» **WHAT IS BEING ASKED**:
Which lines in the items below contain the string "stage", with case counting? Copy out each of those lines in full.

» **EXERCISE INPUTS**:
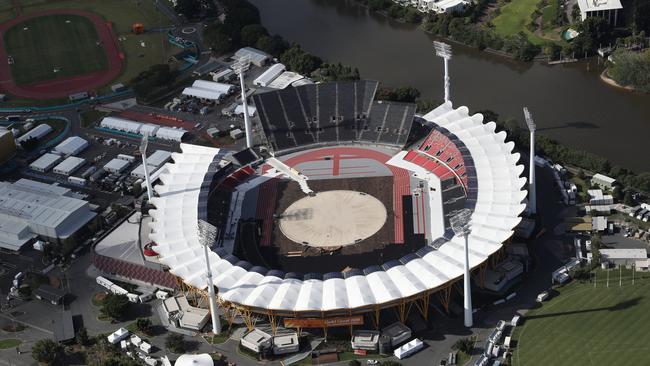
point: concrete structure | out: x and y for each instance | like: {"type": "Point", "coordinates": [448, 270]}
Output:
{"type": "Point", "coordinates": [603, 181]}
{"type": "Point", "coordinates": [257, 340]}
{"type": "Point", "coordinates": [269, 75]}
{"type": "Point", "coordinates": [69, 165]}
{"type": "Point", "coordinates": [253, 55]}
{"type": "Point", "coordinates": [37, 132]}
{"type": "Point", "coordinates": [7, 145]}
{"type": "Point", "coordinates": [606, 9]}
{"type": "Point", "coordinates": [116, 166]}
{"type": "Point", "coordinates": [45, 162]}
{"type": "Point", "coordinates": [71, 146]}
{"type": "Point", "coordinates": [29, 208]}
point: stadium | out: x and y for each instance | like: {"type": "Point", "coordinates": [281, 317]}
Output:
{"type": "Point", "coordinates": [342, 210]}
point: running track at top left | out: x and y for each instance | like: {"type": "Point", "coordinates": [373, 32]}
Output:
{"type": "Point", "coordinates": [59, 88]}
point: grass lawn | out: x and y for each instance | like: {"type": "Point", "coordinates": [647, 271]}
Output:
{"type": "Point", "coordinates": [9, 343]}
{"type": "Point", "coordinates": [53, 46]}
{"type": "Point", "coordinates": [587, 325]}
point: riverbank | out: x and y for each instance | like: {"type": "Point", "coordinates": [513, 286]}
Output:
{"type": "Point", "coordinates": [604, 76]}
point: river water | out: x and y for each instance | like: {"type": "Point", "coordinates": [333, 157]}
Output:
{"type": "Point", "coordinates": [569, 102]}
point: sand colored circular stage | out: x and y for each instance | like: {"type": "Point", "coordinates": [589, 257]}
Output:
{"type": "Point", "coordinates": [333, 218]}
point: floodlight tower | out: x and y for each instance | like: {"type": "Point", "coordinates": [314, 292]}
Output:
{"type": "Point", "coordinates": [143, 152]}
{"type": "Point", "coordinates": [460, 224]}
{"type": "Point", "coordinates": [240, 67]}
{"type": "Point", "coordinates": [207, 236]}
{"type": "Point", "coordinates": [444, 50]}
{"type": "Point", "coordinates": [532, 194]}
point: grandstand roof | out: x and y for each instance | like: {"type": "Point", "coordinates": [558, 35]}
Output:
{"type": "Point", "coordinates": [497, 206]}
{"type": "Point", "coordinates": [332, 113]}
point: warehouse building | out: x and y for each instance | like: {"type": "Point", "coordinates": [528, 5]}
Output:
{"type": "Point", "coordinates": [37, 132]}
{"type": "Point", "coordinates": [29, 209]}
{"type": "Point", "coordinates": [69, 165]}
{"type": "Point", "coordinates": [116, 166]}
{"type": "Point", "coordinates": [7, 145]}
{"type": "Point", "coordinates": [71, 146]}
{"type": "Point", "coordinates": [45, 162]}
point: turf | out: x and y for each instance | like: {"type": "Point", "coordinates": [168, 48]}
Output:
{"type": "Point", "coordinates": [54, 46]}
{"type": "Point", "coordinates": [587, 325]}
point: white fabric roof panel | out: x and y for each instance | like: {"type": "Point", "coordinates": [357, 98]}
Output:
{"type": "Point", "coordinates": [498, 205]}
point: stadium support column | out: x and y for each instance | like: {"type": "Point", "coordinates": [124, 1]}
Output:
{"type": "Point", "coordinates": [460, 224]}
{"type": "Point", "coordinates": [532, 194]}
{"type": "Point", "coordinates": [207, 236]}
{"type": "Point", "coordinates": [240, 67]}
{"type": "Point", "coordinates": [143, 152]}
{"type": "Point", "coordinates": [444, 50]}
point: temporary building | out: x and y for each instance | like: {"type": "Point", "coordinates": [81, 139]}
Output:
{"type": "Point", "coordinates": [45, 162]}
{"type": "Point", "coordinates": [269, 75]}
{"type": "Point", "coordinates": [71, 146]}
{"type": "Point", "coordinates": [69, 165]}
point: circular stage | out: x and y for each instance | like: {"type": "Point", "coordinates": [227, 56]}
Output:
{"type": "Point", "coordinates": [333, 218]}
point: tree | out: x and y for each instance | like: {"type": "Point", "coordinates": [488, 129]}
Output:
{"type": "Point", "coordinates": [48, 351]}
{"type": "Point", "coordinates": [251, 33]}
{"type": "Point", "coordinates": [189, 8]}
{"type": "Point", "coordinates": [82, 336]}
{"type": "Point", "coordinates": [143, 324]}
{"type": "Point", "coordinates": [175, 343]}
{"type": "Point", "coordinates": [217, 37]}
{"type": "Point", "coordinates": [115, 306]}
{"type": "Point", "coordinates": [273, 45]}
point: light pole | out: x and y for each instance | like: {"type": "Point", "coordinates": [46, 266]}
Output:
{"type": "Point", "coordinates": [532, 194]}
{"type": "Point", "coordinates": [444, 50]}
{"type": "Point", "coordinates": [240, 67]}
{"type": "Point", "coordinates": [143, 152]}
{"type": "Point", "coordinates": [460, 224]}
{"type": "Point", "coordinates": [207, 236]}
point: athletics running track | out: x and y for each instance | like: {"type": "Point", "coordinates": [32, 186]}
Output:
{"type": "Point", "coordinates": [63, 87]}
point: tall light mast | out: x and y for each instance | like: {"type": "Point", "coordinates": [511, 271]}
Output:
{"type": "Point", "coordinates": [240, 67]}
{"type": "Point", "coordinates": [207, 236]}
{"type": "Point", "coordinates": [532, 194]}
{"type": "Point", "coordinates": [444, 50]}
{"type": "Point", "coordinates": [460, 224]}
{"type": "Point", "coordinates": [143, 152]}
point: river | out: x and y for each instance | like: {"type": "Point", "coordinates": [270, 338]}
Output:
{"type": "Point", "coordinates": [569, 102]}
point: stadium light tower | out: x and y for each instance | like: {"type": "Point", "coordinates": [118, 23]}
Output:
{"type": "Point", "coordinates": [240, 67]}
{"type": "Point", "coordinates": [444, 50]}
{"type": "Point", "coordinates": [207, 236]}
{"type": "Point", "coordinates": [460, 224]}
{"type": "Point", "coordinates": [532, 194]}
{"type": "Point", "coordinates": [143, 152]}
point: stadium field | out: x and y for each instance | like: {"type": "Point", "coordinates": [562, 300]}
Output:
{"type": "Point", "coordinates": [587, 324]}
{"type": "Point", "coordinates": [52, 47]}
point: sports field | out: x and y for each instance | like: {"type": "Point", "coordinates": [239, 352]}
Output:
{"type": "Point", "coordinates": [53, 46]}
{"type": "Point", "coordinates": [589, 325]}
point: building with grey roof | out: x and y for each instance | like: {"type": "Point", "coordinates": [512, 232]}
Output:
{"type": "Point", "coordinates": [69, 165]}
{"type": "Point", "coordinates": [29, 209]}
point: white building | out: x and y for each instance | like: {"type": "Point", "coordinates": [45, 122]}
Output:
{"type": "Point", "coordinates": [116, 166]}
{"type": "Point", "coordinates": [269, 75]}
{"type": "Point", "coordinates": [29, 208]}
{"type": "Point", "coordinates": [257, 340]}
{"type": "Point", "coordinates": [37, 132]}
{"type": "Point", "coordinates": [69, 165]}
{"type": "Point", "coordinates": [603, 181]}
{"type": "Point", "coordinates": [71, 146]}
{"type": "Point", "coordinates": [606, 9]}
{"type": "Point", "coordinates": [255, 56]}
{"type": "Point", "coordinates": [45, 162]}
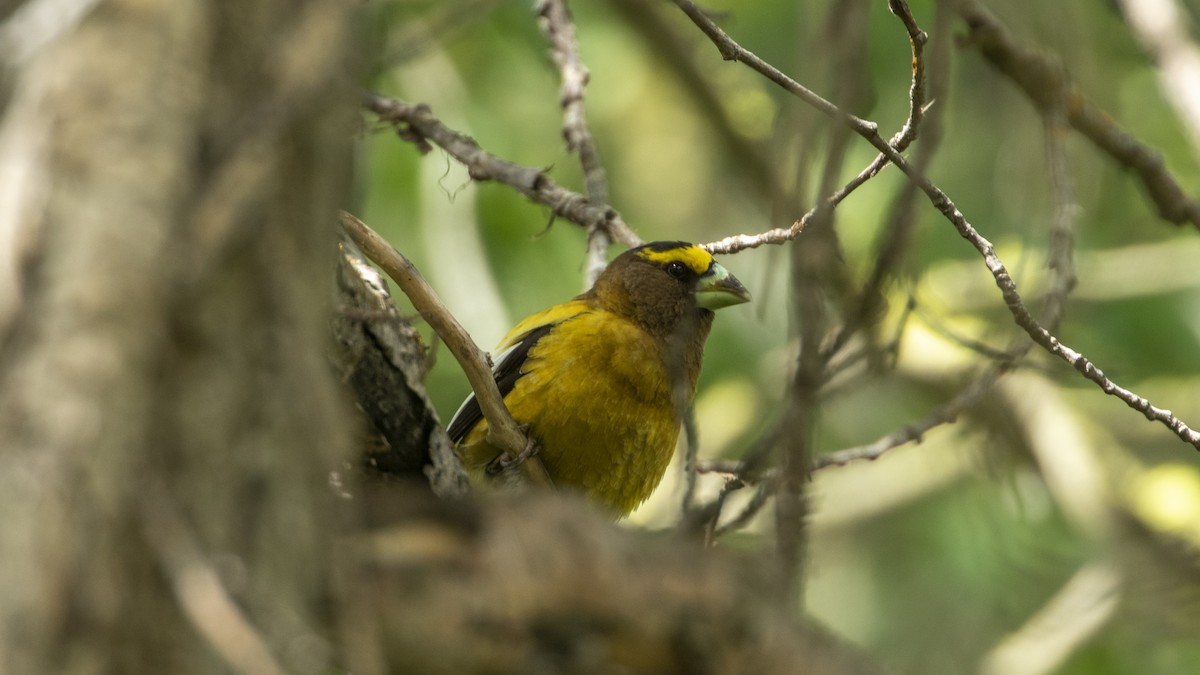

» **RIGHT ANSWER**:
point: sand colored circular stage | out: x and y for each instance | like: {"type": "Point", "coordinates": [589, 257]}
point: circular stage | out: x and y for each instance | like: {"type": "Point", "coordinates": [227, 56]}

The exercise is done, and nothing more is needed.